» **TASK**
Take the data below and extract the lines from the one with "Identify the bare" to the one with "Identify the tree", inclusive, exactly as written.

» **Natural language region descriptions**

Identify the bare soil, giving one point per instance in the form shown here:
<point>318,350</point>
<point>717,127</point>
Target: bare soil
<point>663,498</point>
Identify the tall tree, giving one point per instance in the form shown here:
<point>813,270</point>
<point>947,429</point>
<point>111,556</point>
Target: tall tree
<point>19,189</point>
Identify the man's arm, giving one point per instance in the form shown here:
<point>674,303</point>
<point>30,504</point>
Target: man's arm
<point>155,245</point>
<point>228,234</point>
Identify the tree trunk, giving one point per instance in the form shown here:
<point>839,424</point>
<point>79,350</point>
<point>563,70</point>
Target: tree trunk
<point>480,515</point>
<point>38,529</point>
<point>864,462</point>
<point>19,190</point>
--
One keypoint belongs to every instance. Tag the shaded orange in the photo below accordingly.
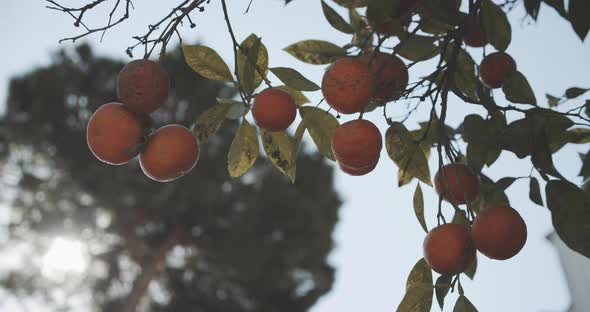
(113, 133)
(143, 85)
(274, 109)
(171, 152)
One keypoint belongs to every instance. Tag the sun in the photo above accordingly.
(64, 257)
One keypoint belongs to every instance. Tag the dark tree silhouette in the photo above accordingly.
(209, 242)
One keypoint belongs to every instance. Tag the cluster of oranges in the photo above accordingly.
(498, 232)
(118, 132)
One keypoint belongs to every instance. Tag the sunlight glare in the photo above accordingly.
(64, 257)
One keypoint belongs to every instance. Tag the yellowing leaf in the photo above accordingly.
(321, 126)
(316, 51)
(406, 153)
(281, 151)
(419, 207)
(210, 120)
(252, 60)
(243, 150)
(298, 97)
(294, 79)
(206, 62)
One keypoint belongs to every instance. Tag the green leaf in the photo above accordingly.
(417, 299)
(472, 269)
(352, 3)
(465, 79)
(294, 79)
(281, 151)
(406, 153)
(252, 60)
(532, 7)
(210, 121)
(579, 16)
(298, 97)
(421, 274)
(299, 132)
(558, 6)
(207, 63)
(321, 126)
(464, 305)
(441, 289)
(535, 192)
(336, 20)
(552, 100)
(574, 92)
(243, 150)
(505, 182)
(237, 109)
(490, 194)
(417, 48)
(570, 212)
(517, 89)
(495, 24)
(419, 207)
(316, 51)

» **COMPLETED TASK**
Identify the bare soil, giving one point per instance in the form shown here:
<point>318,350</point>
<point>717,127</point>
Target: bare soil
<point>663,498</point>
Identify the tall tree, giving one point per instance in the form shown here:
<point>813,270</point>
<point>947,429</point>
<point>111,556</point>
Target: tall tree
<point>19,189</point>
Identify the man's arm, giving one point per instance in the form shown here:
<point>674,303</point>
<point>30,504</point>
Target: man's arm
<point>155,245</point>
<point>228,234</point>
Identify the tree trunk, giving one point per instance in the form shown here:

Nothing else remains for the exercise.